EXCERPTED DATA

* START *

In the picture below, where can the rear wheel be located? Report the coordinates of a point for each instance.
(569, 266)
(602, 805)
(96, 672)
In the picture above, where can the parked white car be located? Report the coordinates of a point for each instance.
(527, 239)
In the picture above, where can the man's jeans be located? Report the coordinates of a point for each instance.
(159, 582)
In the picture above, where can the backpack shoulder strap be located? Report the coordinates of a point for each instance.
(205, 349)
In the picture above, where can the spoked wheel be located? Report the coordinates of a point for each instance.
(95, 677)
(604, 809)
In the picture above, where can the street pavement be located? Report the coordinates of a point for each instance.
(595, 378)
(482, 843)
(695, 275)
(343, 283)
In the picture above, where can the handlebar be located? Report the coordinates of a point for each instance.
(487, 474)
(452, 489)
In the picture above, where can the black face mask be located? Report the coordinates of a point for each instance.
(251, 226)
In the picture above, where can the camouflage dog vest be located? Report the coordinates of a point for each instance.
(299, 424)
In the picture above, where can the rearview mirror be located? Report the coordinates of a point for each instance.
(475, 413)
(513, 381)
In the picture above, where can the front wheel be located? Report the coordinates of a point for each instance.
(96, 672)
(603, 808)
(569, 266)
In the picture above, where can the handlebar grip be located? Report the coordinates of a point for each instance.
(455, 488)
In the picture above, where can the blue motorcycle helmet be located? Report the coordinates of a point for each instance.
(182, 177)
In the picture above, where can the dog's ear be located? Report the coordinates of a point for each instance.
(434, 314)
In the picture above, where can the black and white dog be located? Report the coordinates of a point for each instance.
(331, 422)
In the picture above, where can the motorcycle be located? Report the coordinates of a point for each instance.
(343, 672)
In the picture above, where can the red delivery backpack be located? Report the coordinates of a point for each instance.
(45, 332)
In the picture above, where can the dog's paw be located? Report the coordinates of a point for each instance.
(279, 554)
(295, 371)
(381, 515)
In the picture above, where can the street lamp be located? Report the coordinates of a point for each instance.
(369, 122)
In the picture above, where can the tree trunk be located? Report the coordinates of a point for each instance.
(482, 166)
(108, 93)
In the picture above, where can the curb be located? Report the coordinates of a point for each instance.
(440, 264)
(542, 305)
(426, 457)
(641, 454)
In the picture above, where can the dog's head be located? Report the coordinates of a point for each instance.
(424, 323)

* END *
* START *

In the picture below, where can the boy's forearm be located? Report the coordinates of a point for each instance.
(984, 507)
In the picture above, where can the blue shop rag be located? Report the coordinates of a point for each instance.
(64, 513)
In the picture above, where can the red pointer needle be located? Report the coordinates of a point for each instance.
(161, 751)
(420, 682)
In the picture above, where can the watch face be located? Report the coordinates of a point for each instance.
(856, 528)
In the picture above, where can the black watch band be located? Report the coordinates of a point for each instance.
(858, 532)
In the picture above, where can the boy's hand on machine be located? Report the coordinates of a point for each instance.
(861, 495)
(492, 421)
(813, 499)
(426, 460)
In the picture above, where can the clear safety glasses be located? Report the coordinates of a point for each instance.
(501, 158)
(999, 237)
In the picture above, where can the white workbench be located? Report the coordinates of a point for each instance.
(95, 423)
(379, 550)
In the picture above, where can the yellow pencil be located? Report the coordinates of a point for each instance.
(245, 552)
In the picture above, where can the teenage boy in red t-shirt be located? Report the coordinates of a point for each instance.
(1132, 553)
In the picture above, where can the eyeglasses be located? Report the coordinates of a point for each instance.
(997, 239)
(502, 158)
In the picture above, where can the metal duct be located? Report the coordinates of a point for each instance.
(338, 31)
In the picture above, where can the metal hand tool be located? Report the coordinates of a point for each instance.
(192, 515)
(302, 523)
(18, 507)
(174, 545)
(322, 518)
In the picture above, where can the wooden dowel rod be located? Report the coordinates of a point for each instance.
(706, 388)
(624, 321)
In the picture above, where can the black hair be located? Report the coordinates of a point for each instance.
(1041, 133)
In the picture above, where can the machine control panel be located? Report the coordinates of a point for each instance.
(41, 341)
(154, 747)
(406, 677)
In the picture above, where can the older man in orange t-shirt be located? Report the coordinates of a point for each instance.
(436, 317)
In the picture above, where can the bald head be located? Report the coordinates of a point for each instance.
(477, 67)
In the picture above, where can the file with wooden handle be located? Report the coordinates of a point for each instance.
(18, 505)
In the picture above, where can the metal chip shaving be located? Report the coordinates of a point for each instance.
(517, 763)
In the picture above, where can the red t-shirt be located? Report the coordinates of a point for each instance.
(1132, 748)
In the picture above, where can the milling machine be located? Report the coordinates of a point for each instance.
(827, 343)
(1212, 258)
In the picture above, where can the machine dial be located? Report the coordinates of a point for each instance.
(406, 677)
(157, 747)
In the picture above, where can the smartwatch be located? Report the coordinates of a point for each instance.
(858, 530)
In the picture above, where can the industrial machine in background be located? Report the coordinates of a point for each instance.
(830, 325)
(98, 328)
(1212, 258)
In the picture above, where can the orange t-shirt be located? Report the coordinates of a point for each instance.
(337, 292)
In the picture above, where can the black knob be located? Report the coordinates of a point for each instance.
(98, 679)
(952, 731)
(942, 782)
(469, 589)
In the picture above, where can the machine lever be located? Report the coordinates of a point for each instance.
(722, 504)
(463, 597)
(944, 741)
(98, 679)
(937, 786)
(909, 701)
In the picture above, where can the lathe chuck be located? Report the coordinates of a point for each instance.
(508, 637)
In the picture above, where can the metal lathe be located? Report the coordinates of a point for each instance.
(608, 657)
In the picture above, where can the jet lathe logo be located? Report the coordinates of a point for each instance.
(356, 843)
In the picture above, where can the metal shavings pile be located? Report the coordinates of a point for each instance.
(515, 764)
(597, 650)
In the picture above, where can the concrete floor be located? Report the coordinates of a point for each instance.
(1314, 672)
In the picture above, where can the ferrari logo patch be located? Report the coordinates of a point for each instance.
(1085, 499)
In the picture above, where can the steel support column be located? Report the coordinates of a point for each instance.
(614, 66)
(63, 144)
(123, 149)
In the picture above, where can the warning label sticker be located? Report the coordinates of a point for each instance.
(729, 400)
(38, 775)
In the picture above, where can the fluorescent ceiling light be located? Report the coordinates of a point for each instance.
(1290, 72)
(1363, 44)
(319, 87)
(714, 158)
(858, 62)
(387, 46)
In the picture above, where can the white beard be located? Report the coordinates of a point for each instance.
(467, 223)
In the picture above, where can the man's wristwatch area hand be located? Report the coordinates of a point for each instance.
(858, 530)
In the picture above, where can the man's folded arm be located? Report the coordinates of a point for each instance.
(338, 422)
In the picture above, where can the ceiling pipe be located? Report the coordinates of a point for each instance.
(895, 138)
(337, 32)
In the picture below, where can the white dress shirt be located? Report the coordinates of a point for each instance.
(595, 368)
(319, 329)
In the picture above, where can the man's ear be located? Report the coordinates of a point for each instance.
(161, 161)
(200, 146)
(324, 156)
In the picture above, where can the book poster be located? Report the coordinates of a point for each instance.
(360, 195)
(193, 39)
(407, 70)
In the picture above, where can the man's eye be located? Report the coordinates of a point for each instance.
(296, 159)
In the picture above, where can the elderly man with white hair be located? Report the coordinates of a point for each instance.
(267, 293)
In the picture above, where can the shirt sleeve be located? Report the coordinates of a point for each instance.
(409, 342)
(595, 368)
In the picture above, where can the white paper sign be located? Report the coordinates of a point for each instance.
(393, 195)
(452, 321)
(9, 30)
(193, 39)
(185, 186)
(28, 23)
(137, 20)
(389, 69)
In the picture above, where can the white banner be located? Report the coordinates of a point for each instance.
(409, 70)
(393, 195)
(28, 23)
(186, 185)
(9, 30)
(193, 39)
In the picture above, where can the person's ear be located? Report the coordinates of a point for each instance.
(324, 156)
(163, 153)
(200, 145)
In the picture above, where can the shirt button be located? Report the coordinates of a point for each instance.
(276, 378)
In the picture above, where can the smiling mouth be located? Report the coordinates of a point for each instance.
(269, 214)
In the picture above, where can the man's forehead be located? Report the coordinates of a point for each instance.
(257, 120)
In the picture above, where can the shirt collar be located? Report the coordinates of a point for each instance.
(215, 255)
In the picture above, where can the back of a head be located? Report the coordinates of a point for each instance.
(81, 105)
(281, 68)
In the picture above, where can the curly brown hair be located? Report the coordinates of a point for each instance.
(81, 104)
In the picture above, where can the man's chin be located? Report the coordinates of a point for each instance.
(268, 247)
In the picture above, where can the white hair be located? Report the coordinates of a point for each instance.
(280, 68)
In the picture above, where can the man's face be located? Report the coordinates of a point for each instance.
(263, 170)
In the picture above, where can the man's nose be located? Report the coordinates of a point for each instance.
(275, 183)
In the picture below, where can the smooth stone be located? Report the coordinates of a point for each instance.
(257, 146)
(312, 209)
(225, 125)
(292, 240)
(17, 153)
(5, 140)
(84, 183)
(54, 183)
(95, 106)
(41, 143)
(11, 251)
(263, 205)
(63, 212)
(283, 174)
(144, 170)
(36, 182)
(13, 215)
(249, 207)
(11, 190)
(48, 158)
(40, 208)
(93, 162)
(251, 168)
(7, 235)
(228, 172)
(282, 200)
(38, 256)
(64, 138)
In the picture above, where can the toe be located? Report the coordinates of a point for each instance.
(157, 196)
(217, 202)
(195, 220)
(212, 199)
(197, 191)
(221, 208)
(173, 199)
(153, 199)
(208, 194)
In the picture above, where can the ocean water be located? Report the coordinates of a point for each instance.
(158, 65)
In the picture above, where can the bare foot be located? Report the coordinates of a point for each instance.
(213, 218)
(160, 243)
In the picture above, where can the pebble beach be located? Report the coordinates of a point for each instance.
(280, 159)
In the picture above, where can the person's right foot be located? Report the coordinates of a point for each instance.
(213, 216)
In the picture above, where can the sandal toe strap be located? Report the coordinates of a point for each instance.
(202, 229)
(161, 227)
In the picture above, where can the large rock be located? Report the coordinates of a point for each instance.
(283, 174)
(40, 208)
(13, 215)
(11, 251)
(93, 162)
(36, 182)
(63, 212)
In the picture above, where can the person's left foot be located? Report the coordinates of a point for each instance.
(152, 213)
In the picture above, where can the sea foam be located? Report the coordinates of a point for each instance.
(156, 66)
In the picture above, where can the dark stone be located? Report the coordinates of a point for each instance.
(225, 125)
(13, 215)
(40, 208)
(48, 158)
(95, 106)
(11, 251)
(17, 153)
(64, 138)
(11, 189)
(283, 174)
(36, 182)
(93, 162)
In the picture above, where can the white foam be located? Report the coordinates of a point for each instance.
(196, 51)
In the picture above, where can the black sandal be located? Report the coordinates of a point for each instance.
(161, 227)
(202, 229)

* END *

WRITTEN INSTRUCTION
Tally the lines of the material above that contain the string "street", treating uppercase and lowercase letters as different. Reply with the number alone.

THE SOLUTION
2